_Dataset records:_
▼

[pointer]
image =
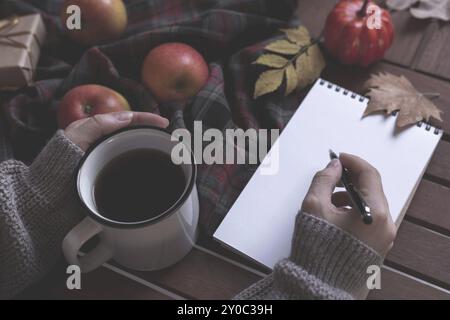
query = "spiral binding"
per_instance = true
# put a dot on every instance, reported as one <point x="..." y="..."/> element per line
<point x="353" y="95"/>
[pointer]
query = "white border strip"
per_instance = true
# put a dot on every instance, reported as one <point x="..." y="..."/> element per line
<point x="416" y="279"/>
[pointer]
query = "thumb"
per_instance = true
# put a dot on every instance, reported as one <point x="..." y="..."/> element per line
<point x="326" y="180"/>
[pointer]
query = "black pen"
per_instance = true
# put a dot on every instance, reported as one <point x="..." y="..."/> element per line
<point x="358" y="202"/>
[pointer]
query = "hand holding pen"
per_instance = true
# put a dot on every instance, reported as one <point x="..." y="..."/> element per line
<point x="339" y="209"/>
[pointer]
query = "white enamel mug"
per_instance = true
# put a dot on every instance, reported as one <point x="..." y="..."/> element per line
<point x="151" y="244"/>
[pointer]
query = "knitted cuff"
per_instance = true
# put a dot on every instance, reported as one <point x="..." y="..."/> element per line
<point x="331" y="254"/>
<point x="51" y="175"/>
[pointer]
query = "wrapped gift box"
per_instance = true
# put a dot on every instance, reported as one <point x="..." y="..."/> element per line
<point x="21" y="39"/>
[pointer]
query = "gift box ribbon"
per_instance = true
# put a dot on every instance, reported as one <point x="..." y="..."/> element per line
<point x="8" y="38"/>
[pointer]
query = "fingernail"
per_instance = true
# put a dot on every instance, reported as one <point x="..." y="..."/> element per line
<point x="123" y="116"/>
<point x="333" y="163"/>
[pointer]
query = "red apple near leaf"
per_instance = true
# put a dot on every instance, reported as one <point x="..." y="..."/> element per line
<point x="87" y="100"/>
<point x="358" y="32"/>
<point x="102" y="21"/>
<point x="174" y="72"/>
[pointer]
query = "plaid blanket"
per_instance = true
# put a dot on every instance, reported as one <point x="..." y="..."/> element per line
<point x="230" y="34"/>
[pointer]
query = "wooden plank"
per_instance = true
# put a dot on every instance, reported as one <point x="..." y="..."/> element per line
<point x="313" y="14"/>
<point x="422" y="253"/>
<point x="101" y="284"/>
<point x="430" y="207"/>
<point x="353" y="78"/>
<point x="433" y="58"/>
<point x="399" y="286"/>
<point x="408" y="35"/>
<point x="201" y="276"/>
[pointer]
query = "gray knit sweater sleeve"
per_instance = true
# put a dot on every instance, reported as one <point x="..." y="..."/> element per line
<point x="325" y="263"/>
<point x="37" y="208"/>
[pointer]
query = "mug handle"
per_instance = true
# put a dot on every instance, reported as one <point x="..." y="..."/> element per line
<point x="77" y="237"/>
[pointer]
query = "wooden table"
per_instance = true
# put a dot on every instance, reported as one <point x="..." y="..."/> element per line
<point x="418" y="267"/>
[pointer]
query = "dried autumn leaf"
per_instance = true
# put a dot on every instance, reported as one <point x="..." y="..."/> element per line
<point x="291" y="79"/>
<point x="271" y="60"/>
<point x="309" y="66"/>
<point x="390" y="93"/>
<point x="268" y="81"/>
<point x="298" y="35"/>
<point x="283" y="46"/>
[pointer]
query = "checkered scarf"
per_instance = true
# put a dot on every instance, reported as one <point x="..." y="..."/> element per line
<point x="230" y="34"/>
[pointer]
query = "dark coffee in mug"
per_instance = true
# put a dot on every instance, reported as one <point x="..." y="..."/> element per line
<point x="138" y="185"/>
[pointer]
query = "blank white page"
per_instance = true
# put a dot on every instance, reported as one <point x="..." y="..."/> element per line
<point x="260" y="223"/>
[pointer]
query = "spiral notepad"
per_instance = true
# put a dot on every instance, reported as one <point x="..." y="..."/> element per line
<point x="260" y="223"/>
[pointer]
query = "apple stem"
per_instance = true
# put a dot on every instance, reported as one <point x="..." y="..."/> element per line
<point x="363" y="11"/>
<point x="87" y="109"/>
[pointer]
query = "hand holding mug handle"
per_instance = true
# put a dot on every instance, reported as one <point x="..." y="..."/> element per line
<point x="77" y="237"/>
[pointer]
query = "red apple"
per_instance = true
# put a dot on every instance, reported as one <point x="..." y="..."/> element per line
<point x="87" y="100"/>
<point x="102" y="21"/>
<point x="174" y="71"/>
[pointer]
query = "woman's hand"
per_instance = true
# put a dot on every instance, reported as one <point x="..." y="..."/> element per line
<point x="85" y="132"/>
<point x="334" y="207"/>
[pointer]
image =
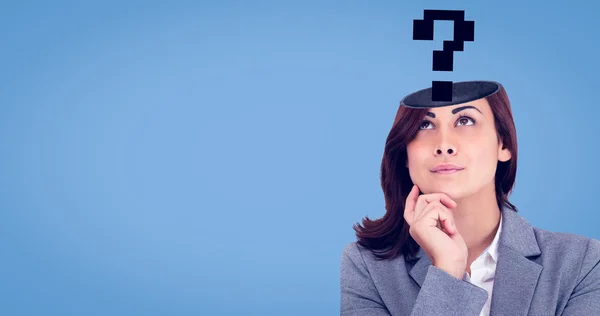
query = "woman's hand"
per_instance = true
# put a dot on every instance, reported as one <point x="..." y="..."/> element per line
<point x="445" y="247"/>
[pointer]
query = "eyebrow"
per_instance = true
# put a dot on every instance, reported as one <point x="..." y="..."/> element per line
<point x="458" y="109"/>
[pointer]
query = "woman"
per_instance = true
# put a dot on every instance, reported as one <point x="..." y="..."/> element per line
<point x="450" y="238"/>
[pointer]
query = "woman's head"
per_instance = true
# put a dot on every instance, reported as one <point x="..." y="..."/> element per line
<point x="479" y="137"/>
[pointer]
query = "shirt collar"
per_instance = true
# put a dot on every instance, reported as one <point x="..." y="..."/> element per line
<point x="493" y="248"/>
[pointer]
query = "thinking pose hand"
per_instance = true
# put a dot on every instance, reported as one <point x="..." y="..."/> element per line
<point x="444" y="245"/>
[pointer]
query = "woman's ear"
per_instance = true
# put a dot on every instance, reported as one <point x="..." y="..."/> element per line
<point x="504" y="154"/>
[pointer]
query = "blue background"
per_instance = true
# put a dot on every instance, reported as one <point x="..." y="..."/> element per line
<point x="210" y="159"/>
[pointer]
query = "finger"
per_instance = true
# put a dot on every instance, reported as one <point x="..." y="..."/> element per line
<point x="445" y="217"/>
<point x="442" y="197"/>
<point x="409" y="206"/>
<point x="438" y="215"/>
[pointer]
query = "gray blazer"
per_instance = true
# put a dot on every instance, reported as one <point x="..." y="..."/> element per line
<point x="538" y="273"/>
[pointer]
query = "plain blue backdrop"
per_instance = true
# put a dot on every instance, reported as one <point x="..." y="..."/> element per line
<point x="181" y="158"/>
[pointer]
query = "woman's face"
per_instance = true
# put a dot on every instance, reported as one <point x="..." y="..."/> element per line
<point x="463" y="135"/>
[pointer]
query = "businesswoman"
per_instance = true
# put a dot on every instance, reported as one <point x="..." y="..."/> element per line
<point x="450" y="242"/>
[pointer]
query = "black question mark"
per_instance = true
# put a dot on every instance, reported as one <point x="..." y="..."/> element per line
<point x="443" y="60"/>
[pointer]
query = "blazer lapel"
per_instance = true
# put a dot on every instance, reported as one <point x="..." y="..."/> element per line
<point x="516" y="275"/>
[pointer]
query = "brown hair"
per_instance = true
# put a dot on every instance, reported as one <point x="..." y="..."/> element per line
<point x="389" y="236"/>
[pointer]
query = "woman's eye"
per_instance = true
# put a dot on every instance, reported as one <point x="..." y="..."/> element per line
<point x="425" y="125"/>
<point x="465" y="121"/>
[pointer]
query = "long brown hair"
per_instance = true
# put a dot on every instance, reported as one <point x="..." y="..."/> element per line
<point x="389" y="236"/>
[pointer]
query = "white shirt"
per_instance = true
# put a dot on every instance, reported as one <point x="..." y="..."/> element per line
<point x="483" y="270"/>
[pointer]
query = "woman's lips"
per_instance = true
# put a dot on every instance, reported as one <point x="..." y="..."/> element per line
<point x="447" y="171"/>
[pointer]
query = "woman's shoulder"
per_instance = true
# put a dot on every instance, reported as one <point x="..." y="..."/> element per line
<point x="565" y="241"/>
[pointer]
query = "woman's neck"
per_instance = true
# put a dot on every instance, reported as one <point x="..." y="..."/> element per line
<point x="477" y="218"/>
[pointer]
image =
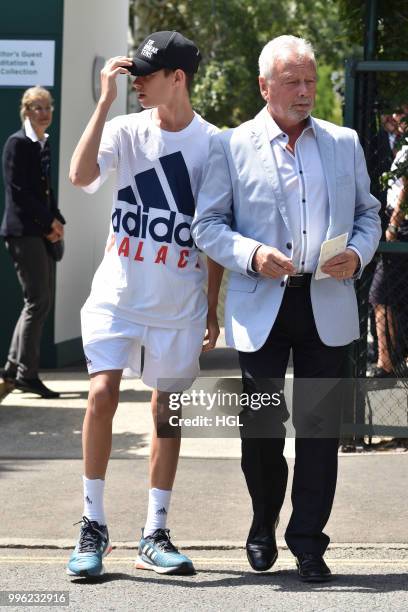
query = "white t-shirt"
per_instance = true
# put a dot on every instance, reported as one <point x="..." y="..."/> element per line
<point x="151" y="272"/>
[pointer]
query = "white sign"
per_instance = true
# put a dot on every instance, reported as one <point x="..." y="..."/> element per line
<point x="27" y="62"/>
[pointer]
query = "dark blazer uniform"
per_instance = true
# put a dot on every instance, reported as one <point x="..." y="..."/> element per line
<point x="30" y="209"/>
<point x="30" y="205"/>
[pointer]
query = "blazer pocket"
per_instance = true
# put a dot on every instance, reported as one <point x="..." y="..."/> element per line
<point x="239" y="282"/>
<point x="345" y="179"/>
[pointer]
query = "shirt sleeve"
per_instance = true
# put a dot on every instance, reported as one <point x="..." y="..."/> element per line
<point x="108" y="155"/>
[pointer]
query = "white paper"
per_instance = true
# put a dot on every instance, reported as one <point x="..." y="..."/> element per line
<point x="330" y="248"/>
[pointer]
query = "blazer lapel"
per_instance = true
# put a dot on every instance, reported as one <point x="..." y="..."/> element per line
<point x="325" y="143"/>
<point x="264" y="150"/>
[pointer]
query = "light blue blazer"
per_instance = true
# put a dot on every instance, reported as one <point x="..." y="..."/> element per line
<point x="241" y="205"/>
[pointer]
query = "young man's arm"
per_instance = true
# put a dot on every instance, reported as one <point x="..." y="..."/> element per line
<point x="215" y="273"/>
<point x="84" y="167"/>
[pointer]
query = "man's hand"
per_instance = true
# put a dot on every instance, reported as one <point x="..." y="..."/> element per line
<point x="391" y="236"/>
<point x="270" y="262"/>
<point x="113" y="67"/>
<point x="57" y="231"/>
<point x="342" y="266"/>
<point x="213" y="331"/>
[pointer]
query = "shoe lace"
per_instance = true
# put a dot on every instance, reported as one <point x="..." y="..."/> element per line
<point x="161" y="538"/>
<point x="89" y="536"/>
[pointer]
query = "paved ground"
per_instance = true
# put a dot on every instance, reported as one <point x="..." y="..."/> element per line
<point x="366" y="580"/>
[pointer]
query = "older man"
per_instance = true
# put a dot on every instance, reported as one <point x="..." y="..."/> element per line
<point x="275" y="189"/>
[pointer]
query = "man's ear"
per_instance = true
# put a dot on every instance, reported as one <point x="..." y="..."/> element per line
<point x="263" y="87"/>
<point x="179" y="77"/>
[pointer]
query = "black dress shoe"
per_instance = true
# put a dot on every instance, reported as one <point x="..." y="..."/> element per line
<point x="6" y="383"/>
<point x="35" y="385"/>
<point x="261" y="548"/>
<point x="312" y="568"/>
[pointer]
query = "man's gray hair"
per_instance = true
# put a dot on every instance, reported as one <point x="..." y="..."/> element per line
<point x="281" y="47"/>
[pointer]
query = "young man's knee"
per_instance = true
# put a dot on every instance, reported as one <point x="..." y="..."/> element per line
<point x="103" y="398"/>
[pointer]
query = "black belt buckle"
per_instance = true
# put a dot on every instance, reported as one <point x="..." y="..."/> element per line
<point x="297" y="280"/>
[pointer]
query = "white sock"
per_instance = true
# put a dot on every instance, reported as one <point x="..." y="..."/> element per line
<point x="157" y="511"/>
<point x="93" y="499"/>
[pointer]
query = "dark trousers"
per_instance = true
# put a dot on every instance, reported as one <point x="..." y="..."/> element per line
<point x="263" y="463"/>
<point x="36" y="274"/>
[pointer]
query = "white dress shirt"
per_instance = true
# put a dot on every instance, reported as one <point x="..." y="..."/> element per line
<point x="30" y="133"/>
<point x="305" y="189"/>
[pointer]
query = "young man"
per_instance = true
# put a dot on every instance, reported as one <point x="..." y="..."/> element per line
<point x="148" y="290"/>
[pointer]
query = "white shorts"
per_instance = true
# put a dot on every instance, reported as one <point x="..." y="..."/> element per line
<point x="171" y="356"/>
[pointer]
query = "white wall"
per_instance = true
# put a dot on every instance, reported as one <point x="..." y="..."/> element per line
<point x="91" y="28"/>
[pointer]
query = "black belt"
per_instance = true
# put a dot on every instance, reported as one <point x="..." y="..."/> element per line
<point x="299" y="280"/>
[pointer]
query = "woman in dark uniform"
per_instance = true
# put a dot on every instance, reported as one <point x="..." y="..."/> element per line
<point x="31" y="222"/>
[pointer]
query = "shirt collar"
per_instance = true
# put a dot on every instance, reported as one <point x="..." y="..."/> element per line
<point x="274" y="131"/>
<point x="30" y="133"/>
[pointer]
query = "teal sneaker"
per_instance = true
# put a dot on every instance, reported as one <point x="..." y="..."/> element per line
<point x="92" y="546"/>
<point x="157" y="553"/>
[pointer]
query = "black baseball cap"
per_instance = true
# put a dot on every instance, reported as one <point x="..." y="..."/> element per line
<point x="165" y="50"/>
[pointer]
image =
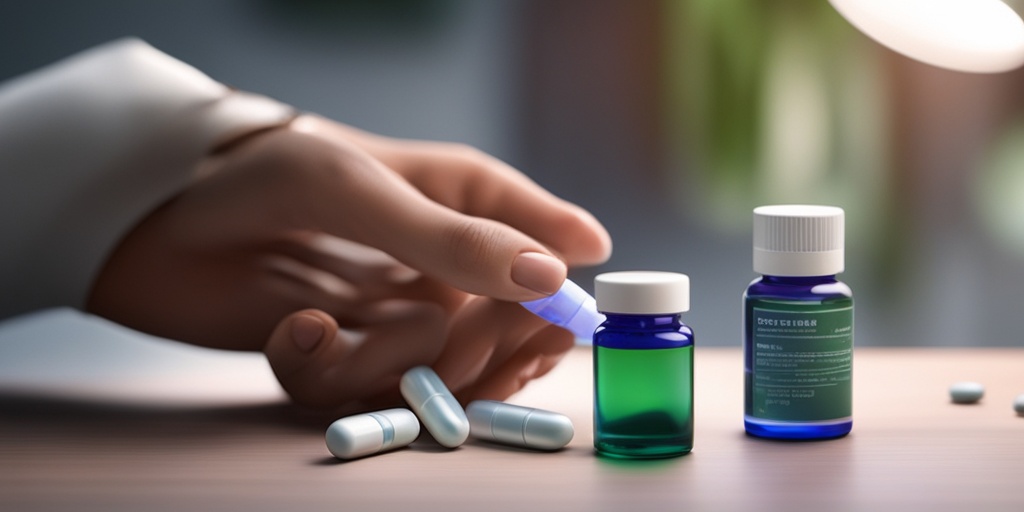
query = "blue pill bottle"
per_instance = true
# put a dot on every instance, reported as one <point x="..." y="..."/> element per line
<point x="643" y="366"/>
<point x="798" y="327"/>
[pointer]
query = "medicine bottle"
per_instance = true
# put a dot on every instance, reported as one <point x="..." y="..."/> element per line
<point x="798" y="323"/>
<point x="643" y="366"/>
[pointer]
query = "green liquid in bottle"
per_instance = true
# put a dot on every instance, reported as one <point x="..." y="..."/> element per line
<point x="643" y="401"/>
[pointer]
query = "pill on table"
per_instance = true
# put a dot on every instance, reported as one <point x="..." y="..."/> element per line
<point x="966" y="392"/>
<point x="370" y="433"/>
<point x="534" y="428"/>
<point x="434" y="404"/>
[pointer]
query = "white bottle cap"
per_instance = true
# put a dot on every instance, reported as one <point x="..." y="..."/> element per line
<point x="642" y="293"/>
<point x="798" y="240"/>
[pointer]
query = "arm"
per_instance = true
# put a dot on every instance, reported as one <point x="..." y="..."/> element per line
<point x="88" y="146"/>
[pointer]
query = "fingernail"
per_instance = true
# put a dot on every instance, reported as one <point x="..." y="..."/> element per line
<point x="539" y="272"/>
<point x="306" y="332"/>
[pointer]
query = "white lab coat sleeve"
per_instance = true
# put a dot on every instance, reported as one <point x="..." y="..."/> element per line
<point x="88" y="146"/>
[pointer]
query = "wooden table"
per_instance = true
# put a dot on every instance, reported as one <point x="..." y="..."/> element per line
<point x="218" y="437"/>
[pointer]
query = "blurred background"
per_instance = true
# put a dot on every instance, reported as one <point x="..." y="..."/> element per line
<point x="669" y="120"/>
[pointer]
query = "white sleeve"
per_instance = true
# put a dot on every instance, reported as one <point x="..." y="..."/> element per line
<point x="88" y="146"/>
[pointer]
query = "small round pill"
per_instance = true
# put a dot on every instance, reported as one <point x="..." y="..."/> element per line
<point x="519" y="426"/>
<point x="371" y="433"/>
<point x="966" y="392"/>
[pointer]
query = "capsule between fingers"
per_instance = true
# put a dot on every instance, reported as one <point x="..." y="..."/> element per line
<point x="370" y="433"/>
<point x="519" y="426"/>
<point x="435" y="406"/>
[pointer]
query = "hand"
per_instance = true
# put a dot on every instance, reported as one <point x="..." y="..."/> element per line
<point x="413" y="249"/>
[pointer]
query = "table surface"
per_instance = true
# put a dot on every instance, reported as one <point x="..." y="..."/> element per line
<point x="205" y="430"/>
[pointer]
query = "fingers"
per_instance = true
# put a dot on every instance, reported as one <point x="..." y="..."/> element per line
<point x="477" y="184"/>
<point x="535" y="358"/>
<point x="491" y="350"/>
<point x="494" y="347"/>
<point x="356" y="198"/>
<point x="320" y="366"/>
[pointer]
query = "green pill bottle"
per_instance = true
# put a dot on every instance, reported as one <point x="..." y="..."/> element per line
<point x="643" y="366"/>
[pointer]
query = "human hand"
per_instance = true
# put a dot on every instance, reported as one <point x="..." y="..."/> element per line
<point x="413" y="249"/>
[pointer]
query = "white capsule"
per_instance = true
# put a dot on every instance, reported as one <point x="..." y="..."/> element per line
<point x="370" y="433"/>
<point x="534" y="428"/>
<point x="966" y="392"/>
<point x="434" y="404"/>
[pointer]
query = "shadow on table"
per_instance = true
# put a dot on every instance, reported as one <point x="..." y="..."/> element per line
<point x="29" y="413"/>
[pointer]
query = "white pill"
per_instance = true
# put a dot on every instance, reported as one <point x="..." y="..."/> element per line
<point x="966" y="392"/>
<point x="534" y="428"/>
<point x="370" y="433"/>
<point x="434" y="404"/>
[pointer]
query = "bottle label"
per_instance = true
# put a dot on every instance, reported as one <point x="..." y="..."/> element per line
<point x="802" y="364"/>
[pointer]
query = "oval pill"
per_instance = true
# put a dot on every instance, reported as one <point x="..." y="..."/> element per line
<point x="526" y="427"/>
<point x="371" y="433"/>
<point x="966" y="392"/>
<point x="434" y="404"/>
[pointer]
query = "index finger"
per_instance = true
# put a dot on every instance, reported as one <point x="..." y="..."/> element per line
<point x="478" y="184"/>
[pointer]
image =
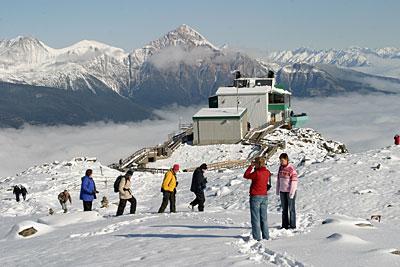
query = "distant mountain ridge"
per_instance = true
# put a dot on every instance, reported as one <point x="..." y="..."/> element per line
<point x="180" y="67"/>
<point x="351" y="57"/>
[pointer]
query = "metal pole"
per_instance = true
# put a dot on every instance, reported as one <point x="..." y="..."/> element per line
<point x="237" y="96"/>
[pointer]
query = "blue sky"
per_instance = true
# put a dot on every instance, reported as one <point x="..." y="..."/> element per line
<point x="262" y="24"/>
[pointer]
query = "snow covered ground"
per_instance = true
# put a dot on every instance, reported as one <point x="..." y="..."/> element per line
<point x="337" y="195"/>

▲

_What to work on:_
Extract each of the lines above that contains the string "blazer".

_Output for this exercise:_
query = "gray blazer"
query = "blazer lapel"
query = "dark blazer uniform"
query = "blazer pocket"
query = "blazer lapel"
query = "light blue blazer"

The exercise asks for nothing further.